*Exercise instructions*: Without the pictures, reproduce the records that follow exactly.

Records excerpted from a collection
• • • • •

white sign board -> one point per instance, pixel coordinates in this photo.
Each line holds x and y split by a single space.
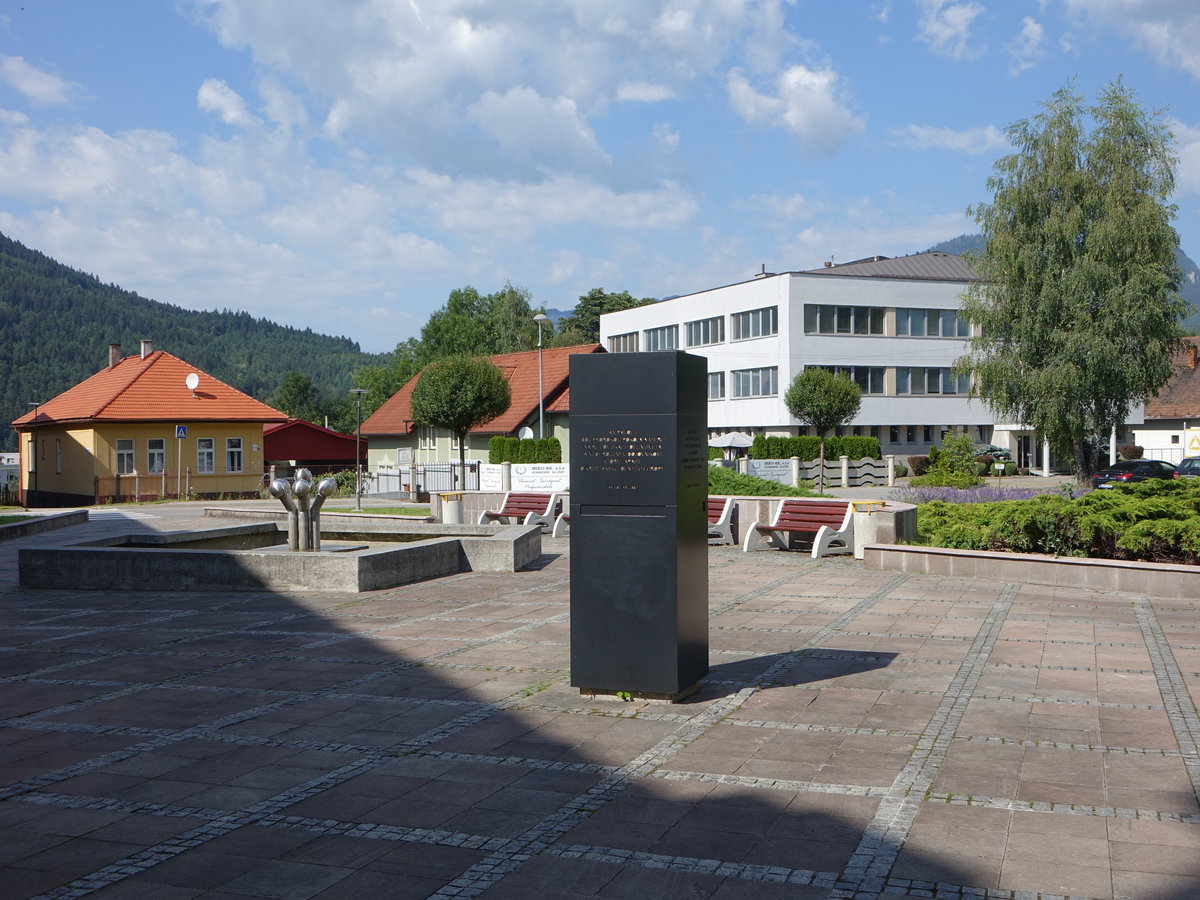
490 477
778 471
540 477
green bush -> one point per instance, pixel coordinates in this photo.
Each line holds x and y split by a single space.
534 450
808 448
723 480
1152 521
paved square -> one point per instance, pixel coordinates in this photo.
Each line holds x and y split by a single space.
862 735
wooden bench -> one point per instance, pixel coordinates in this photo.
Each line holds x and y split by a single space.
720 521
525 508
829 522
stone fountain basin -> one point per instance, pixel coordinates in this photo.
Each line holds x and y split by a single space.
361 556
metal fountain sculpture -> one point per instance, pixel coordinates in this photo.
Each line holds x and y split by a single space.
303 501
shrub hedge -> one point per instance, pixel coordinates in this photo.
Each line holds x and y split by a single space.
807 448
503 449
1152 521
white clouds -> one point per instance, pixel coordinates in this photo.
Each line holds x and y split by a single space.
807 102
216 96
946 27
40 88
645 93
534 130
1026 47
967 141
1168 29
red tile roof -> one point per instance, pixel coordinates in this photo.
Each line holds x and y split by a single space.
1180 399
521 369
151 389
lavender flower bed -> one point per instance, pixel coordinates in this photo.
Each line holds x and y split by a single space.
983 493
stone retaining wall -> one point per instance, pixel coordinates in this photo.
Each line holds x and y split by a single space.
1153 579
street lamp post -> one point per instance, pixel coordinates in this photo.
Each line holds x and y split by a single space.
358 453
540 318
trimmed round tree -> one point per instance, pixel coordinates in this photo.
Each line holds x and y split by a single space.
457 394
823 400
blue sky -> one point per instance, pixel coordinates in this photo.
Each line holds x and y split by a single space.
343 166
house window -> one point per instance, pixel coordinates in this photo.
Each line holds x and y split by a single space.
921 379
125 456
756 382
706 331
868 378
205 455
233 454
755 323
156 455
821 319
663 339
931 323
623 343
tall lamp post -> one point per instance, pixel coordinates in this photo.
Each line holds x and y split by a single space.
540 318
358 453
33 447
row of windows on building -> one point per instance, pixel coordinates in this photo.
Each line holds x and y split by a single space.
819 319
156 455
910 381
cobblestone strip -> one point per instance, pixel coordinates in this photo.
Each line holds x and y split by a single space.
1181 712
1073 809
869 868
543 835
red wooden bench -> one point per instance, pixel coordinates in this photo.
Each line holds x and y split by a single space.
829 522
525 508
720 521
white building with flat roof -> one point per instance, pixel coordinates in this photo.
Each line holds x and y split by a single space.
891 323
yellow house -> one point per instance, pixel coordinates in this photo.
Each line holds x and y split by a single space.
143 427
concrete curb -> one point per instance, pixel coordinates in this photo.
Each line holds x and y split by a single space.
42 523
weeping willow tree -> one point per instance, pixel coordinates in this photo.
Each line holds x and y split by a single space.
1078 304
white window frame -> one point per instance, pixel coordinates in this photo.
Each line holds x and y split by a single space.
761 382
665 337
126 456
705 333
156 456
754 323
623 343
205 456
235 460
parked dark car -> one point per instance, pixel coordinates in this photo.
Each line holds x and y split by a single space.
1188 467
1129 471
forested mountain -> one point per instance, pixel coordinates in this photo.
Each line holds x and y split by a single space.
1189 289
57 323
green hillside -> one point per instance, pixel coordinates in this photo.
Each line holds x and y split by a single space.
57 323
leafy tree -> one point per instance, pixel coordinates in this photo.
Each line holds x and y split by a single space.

• • • • •

*Full solution*:
white sign board -> one point per instance, pixel coordinates in this photo.
Each line holds x and y split by a single space.
490 477
778 471
540 477
green bush -> one point per instance, pixel coordinates in this photo.
Each line holds x and y split by a single space.
534 450
808 448
723 480
1152 521
paved square -> one point per instance, pixel coordinates in this photo.
Each line holds x and y split by a single space.
862 735
wooden bench -> one point per instance, pixel coordinates in this photo.
Each line holds x and y split by a single space.
720 521
525 508
829 522
stone fountain basin -> one point per instance, pixel coordinates in this photo.
Each line holds x and y split by a single space.
361 556
metal fountain sculpture -> one point per instance, pixel coordinates in this photo.
Each line holds x and y split by a single space.
303 501
shrub hedge -> one point per instance, pixel coordinates in this photo.
Each line holds x and y split by a single space.
807 448
503 449
1152 521
white clouds -> one point per instance, pixel coordinates in this photo.
Each line holds x and y split by a single space.
807 102
216 96
946 27
40 88
645 93
534 130
1026 47
967 141
1168 29
red tile roof -> one point per instance, pixel coordinates in this photo.
Each line holds x and y split by a single space.
1180 399
521 369
151 389
lavender flower bed -> one point per instance, pixel coordinates in this photo.
Each line holds x and y split by a single space.
983 493
stone retaining wall -> one point per instance, pixel coordinates in this photo.
Each line holds x and y split by a single space.
1153 579
street lamp post -> one point per instance, pixel coordinates in this photo.
Each line holds x and y split by a single space.
358 453
540 318
trimmed round tree -> one point per instance, pixel coordinates in this photo.
Each line holds x and y split by a single space.
457 394
823 400
blue sky -> one point per instance, pixel coordinates in this photo.
Each line holds x and y split by a single space.
343 166
house window -> one point per instance, pixel coordinates in this photo.
Each line holds x and y split by a single space.
921 379
125 456
756 382
706 331
868 378
205 455
233 454
755 323
156 455
821 319
663 339
931 323
623 343
tall lamp post -> one point per instance, pixel coordinates in this photo.
Each line holds x and y split by a single space.
540 318
358 453
33 447
row of windows on building -> one point per instance, pixel coordinates in this photo.
Each line holds x and y split by a single space.
819 319
156 455
910 381
cobblestone strip -> one point per instance, pixel coordinates in this photo.
Each line holds x and y split by a single space.
1181 712
1073 809
869 868
543 835
red wooden bench -> one point per instance, pixel coordinates in this photo.
Each line holds x and y split by a single space.
829 522
525 508
720 521
white building with flat roof -> one point per instance, pixel coordinates in this photo.
Each line holds x and y split by a single space.
891 323
yellow house -> one point per instance, pixel coordinates in this photo.
Each line holds x and y split by a single space.
143 427
concrete curb -> one point per instance, pixel coordinates in this photo.
Each line holds x and y split by a single space.
42 523
weeping willow tree -> one point per instance, pixel coordinates in this photo.
Each line holds x and y split by a single space.
1078 304
white window frame -> one point per instance, pixel coordinates in this photo.
Each line holds x and y split by a single space.
761 382
665 337
126 456
705 333
156 456
754 323
623 343
205 456
235 460
parked dark car -> one point per instance, pixel coordinates in this photo.
Each line holds x and y split by a single space.
1188 467
1129 471
forested mountain -> one point per instance, pixel coordinates in this photo.
Each line holds x and y split by a single space.
1189 289
57 323
green hillside -> one point per instance, pixel coordinates in this photo.
Each line holds x and y split by a single space.
57 323
leafy tree -> one point per instance, pixel coordinates in this photo.
Each line holds x and y split by a single space.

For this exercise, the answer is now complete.